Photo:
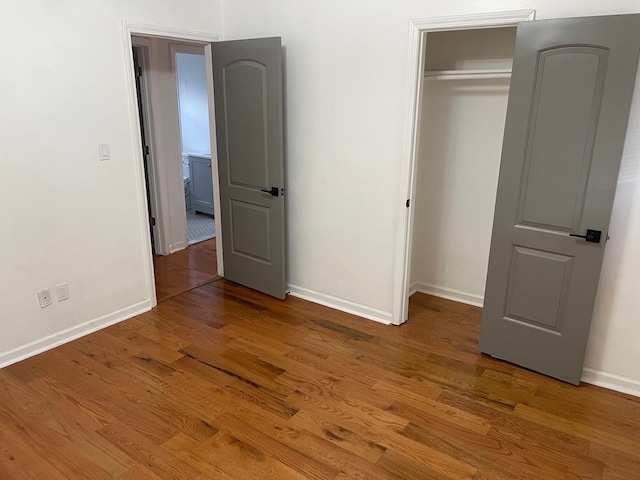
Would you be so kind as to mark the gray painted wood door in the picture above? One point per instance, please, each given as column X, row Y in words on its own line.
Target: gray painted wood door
column 568, row 110
column 247, row 78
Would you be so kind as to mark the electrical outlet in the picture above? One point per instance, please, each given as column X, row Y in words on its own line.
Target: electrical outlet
column 62, row 292
column 45, row 298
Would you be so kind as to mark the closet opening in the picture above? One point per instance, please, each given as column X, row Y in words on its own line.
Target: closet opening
column 464, row 92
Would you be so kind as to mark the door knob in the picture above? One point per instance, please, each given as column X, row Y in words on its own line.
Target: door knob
column 274, row 191
column 592, row 236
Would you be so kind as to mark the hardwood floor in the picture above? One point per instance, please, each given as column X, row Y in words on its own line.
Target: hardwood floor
column 189, row 268
column 221, row 382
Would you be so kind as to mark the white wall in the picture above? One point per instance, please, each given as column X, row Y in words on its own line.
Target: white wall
column 194, row 103
column 65, row 216
column 345, row 91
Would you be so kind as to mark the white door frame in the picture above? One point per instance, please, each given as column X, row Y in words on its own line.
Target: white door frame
column 130, row 29
column 418, row 30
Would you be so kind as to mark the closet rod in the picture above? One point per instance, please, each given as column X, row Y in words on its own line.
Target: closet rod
column 467, row 74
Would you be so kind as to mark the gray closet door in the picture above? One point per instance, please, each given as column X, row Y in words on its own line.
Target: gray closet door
column 247, row 77
column 567, row 115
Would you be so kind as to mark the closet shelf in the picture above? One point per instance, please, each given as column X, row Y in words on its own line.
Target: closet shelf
column 467, row 74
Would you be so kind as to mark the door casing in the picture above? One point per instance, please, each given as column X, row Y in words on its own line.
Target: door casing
column 417, row 47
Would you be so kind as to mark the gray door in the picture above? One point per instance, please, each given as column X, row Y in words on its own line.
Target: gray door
column 247, row 78
column 568, row 110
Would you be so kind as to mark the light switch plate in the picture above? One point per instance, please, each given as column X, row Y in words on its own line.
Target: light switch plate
column 103, row 151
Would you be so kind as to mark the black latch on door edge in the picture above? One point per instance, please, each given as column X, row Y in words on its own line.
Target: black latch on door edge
column 275, row 191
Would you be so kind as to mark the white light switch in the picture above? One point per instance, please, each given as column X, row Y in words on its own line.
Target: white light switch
column 103, row 151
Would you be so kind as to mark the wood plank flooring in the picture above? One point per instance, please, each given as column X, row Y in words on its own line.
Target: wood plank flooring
column 221, row 382
column 189, row 268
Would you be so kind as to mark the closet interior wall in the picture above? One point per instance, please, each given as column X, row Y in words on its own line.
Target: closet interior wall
column 465, row 92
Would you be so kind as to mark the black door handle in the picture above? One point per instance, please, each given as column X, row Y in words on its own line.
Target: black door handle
column 592, row 236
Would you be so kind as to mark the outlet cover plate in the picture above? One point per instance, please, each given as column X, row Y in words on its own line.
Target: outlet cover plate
column 62, row 292
column 44, row 296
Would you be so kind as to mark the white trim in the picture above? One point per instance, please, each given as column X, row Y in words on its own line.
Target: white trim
column 417, row 33
column 611, row 381
column 340, row 304
column 448, row 293
column 65, row 336
column 208, row 55
column 132, row 28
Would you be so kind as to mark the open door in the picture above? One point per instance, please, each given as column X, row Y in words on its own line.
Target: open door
column 247, row 80
column 568, row 109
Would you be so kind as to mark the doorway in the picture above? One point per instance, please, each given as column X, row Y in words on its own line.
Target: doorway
column 461, row 64
column 193, row 115
column 166, row 193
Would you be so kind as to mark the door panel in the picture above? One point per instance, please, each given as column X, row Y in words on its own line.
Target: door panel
column 567, row 114
column 247, row 77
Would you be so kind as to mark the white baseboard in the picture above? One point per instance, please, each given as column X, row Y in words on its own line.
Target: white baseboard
column 448, row 293
column 611, row 381
column 65, row 336
column 340, row 304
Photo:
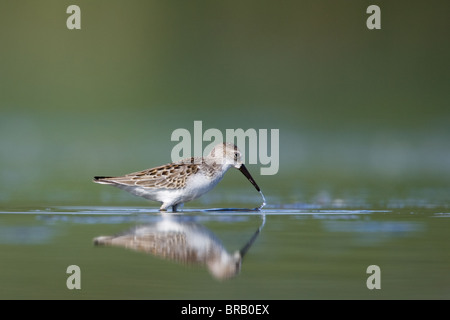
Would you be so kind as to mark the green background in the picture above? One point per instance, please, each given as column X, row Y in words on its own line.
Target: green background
column 355, row 107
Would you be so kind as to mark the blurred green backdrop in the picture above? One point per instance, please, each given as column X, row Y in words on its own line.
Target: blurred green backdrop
column 355, row 107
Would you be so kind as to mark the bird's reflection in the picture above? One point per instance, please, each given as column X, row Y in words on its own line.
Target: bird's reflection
column 187, row 242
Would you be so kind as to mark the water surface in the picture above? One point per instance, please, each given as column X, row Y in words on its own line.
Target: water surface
column 291, row 253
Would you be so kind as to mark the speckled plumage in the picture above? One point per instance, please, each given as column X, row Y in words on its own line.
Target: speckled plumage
column 175, row 183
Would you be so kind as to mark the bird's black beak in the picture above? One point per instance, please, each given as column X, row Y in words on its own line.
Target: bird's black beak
column 244, row 170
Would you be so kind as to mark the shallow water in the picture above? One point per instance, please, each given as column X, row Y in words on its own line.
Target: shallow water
column 291, row 253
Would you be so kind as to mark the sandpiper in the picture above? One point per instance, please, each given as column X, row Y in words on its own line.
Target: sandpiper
column 175, row 183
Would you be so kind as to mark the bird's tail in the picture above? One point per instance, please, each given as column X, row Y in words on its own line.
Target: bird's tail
column 102, row 180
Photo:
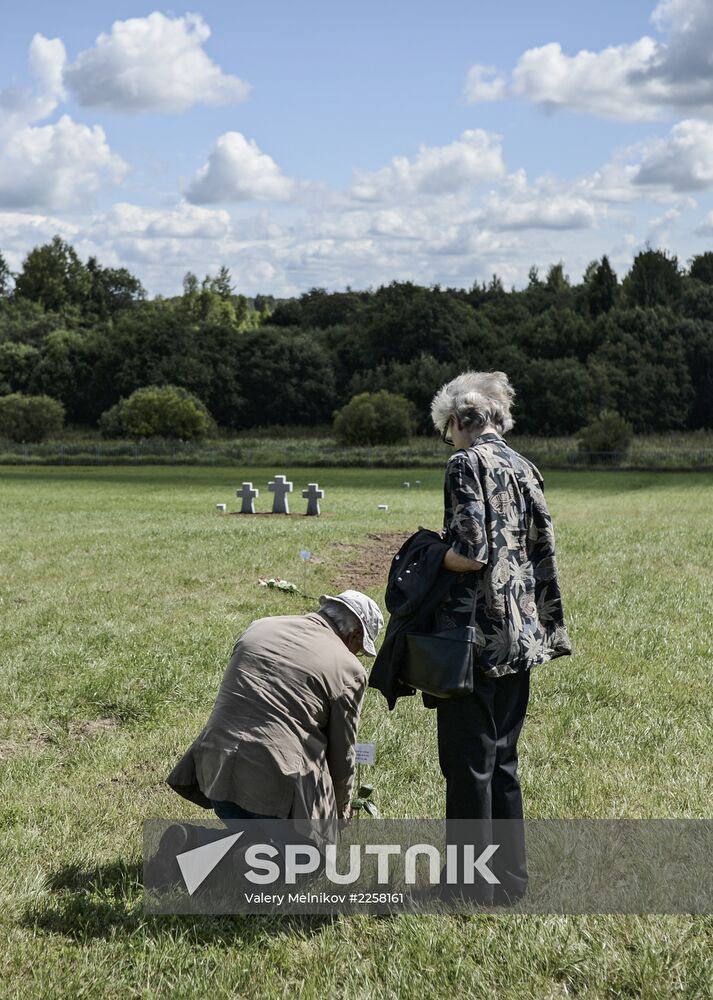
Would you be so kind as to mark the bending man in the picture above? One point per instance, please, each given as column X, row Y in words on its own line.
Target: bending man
column 280, row 740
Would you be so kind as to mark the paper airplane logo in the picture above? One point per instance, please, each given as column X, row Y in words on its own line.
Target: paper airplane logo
column 196, row 865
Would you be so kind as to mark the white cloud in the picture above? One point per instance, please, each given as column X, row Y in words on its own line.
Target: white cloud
column 683, row 161
column 56, row 166
column 20, row 106
column 155, row 63
column 184, row 222
column 237, row 170
column 660, row 227
column 436, row 170
column 640, row 81
column 546, row 204
column 705, row 228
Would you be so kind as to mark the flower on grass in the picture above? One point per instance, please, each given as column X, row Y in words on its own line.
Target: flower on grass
column 278, row 584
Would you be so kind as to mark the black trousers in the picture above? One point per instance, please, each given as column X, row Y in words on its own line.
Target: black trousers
column 477, row 748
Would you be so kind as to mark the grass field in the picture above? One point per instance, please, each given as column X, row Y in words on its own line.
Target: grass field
column 121, row 593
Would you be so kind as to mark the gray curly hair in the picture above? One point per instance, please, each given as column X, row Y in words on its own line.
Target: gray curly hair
column 476, row 399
========================================
Required task » Copy every line of the records above word for word. Leave out the pictures.

Response below »
Photo:
Would you be so kind as to mark the gray painted wood door in the picture above? One point per instance, please, each given as column X, row Y in words on its own line.
Target: gray painted wood door
column 568, row 110
column 247, row 78
Would you be so kind as to mark the electrical outlet in the picture above? One point per instance, please, each given as column X, row Y in words on its own line.
Target: electrical outlet
column 62, row 292
column 45, row 298
Would you be so kind as to mark the closet opening in the picture above? One point per instance, please, each given as column X, row Y in words on its own line.
Target: closet opening
column 464, row 92
Would you be so kind as to mark the door knob in the picture above? One point per instance, please, each given as column X, row Y in words on its own line.
Target: door knob
column 274, row 191
column 592, row 236
Would you be so kind as to mark the hardwood floor in the picture above? One point per instance, please, each given as column X, row Y in words on its own line.
Target: hardwood floor
column 189, row 268
column 221, row 382
Would you be so kind as to mark the white wall in the picture above? One point per instance, please, each given as column X, row Y in words on its own line.
Target: white wall
column 194, row 103
column 65, row 216
column 345, row 91
Would you be so kind as to mark the white door frame in the picture above? One point per instance, please, each given as column X, row Y in words on its own line.
Target: white door frame
column 130, row 29
column 418, row 30
Would you be so kind as to mark the closet rod in the picture above? One point per instance, please, each given as column X, row Y in words on its own line.
Target: closet rod
column 467, row 74
Would you be so kind as to mark the gray closet door in the picture above? One point per instance, please, each given as column X, row Y in words on its own line.
Target: gray closet door
column 247, row 77
column 567, row 115
Would you be so kind as to mark the closet shelf in the picture above? One point per instance, please, each given as column X, row Y in words on its own line.
Target: closet shelf
column 467, row 74
Would you be so kind as to mark the door casing in the picture above? One point per instance, please, each given as column X, row Y in words on its own line.
Target: door casing
column 417, row 47
Would you be so kind as to mark the gray door in the picture above? One point per instance, please, each given as column X, row Y in words on its own line.
Target: gray door
column 247, row 78
column 568, row 110
Would you be so kind as to mark the light switch plate in the picture above? One point per instance, please, each given as column X, row Y in words on its own line.
Target: light switch plate
column 103, row 151
Would you be so kind as to mark the black latch on door edge in the picture above? One point per instance, please, each given as column X, row Y in words on its own line.
Target: black latch on door edge
column 275, row 191
Would you be so kind as to mark the white light switch in the picture above? One point per instance, please, each given as column X, row Y in words on its own line.
Target: white light switch
column 103, row 151
Would you be so kind as to mark the wood plank flooring in the picture above? One point per instance, please, each given as column X, row Y in words on its own line.
Target: wood plank flooring
column 221, row 382
column 189, row 268
Would you be so kind as to mark the closet interior wall in the picture above? One point per instance, please, each given as column X, row Y in words on its own line.
Target: closet interior wall
column 465, row 92
Would you be so kind as to mark the black door handle in the picture above? One point per instance, please, each given as column X, row Y in words on its own line.
Target: black door handle
column 592, row 236
Would you be so kind as to mark the outlet cover plate in the picture above? One point per instance, please, each given as column X, row Y in words on its own line.
Target: outlet cover plate
column 62, row 292
column 44, row 296
Would you be so kind as to mark the white trim in the picture above? One point per instance, please, each given as column X, row Y in words on its own line.
Target: white trim
column 417, row 33
column 611, row 381
column 340, row 304
column 448, row 293
column 65, row 336
column 208, row 55
column 132, row 28
Would you be so kind as to mark the open door in the picture above? One point per instance, please, each given as column X, row Y in words on its own line.
Target: open door
column 247, row 80
column 568, row 109
Would you be so kind as to mark the doorway in the picture above? One point per instance, please, each given as column X, row Y in words on its own line.
Target: doorway
column 461, row 64
column 193, row 115
column 166, row 193
Would you be so kind as to mark the door panel in the picture above? One point per instance, please, each given as column X, row Y in words on its own line.
Target: door panel
column 567, row 114
column 247, row 77
Would you be so kind as to mark the white baseboard in the picture above? One point per instance, please, each given as column X, row Y in words on its own line.
Target: white baseboard
column 448, row 293
column 611, row 381
column 65, row 336
column 340, row 304
Photo:
Would you be so kind as to mark the green background in the picture above? One point per instance, please, each given as column X, row Y in words on its own line.
Target: green background
column 355, row 107
Would you be so kind as to mark the blurred green backdrop in the picture above? One point per instance, please, each given as column X, row Y in words on its own line.
Target: blurred green backdrop
column 355, row 107
Would you be so kind as to mark the bird's reflection in the picture above? One point per instance, please, each given as column X, row Y in words on its own line.
Target: bird's reflection
column 187, row 242
Would you be so kind as to mark the water surface in the picture above? One point per instance, please, each given as column X, row Y in words on its own line.
Target: water surface
column 291, row 253
Would you be so kind as to mark the speckled plumage in the picture above? One point per instance, please, each given as column X, row Y in words on its own line.
Target: speckled plumage
column 175, row 183
Would you be so kind as to mark the bird's black beak in the picture above? One point per instance, please, each given as column X, row Y in words on its own line.
Target: bird's black beak
column 244, row 170
Would you be so kind as to mark the shallow water in the picture above? One point per instance, please, each given as column X, row Y in words on its own line.
Target: shallow water
column 291, row 253
Would you be so kind as to mark the sandpiper in the picture above? One point per instance, please, each given as column X, row Y in words on its own line.
Target: sandpiper
column 175, row 183
Would you be so kind as to mark the bird's tail in the picture above? One point per instance, please, each given as column X, row Y in words on its own line.
Target: bird's tail
column 102, row 180
Photo:
Would you be so kind as to mark the bending man in the picture above? One point per instance, please, each given as column X, row Y in words on its own line.
Target: bending man
column 280, row 740
Would you be so kind as to mark the paper airplane logo in the picture above? One point per instance, please, each given as column X, row Y in words on its own line.
Target: paper airplane logo
column 196, row 865
Would you be so kind as to mark the white cloud in the picture above? One point per instance, please, each given as column X, row Y in words on its own line.
Target: white cloud
column 683, row 161
column 56, row 166
column 20, row 106
column 155, row 63
column 184, row 222
column 237, row 170
column 660, row 227
column 436, row 170
column 640, row 81
column 546, row 204
column 705, row 228
Would you be so kind as to mark the flower on grass in the picture above? One point per instance, please, each given as column X, row Y in words on its own line.
Target: flower on grass
column 278, row 584
Would you be so kind as to mark the black trousers in the picture above? One point per instance, please, each given as column X, row Y in words on its own line.
Target: black trousers
column 477, row 748
Would you be so kind as to mark the grass field in the picture above? One point per instance, please, each given as column X, row Y in words on its own line.
Target: grass field
column 121, row 593
Would you be so kind as to mark the gray curly hair in the picture above? One point per instance, please, each given as column X, row Y in words on its own line.
Target: gray curly hair
column 476, row 399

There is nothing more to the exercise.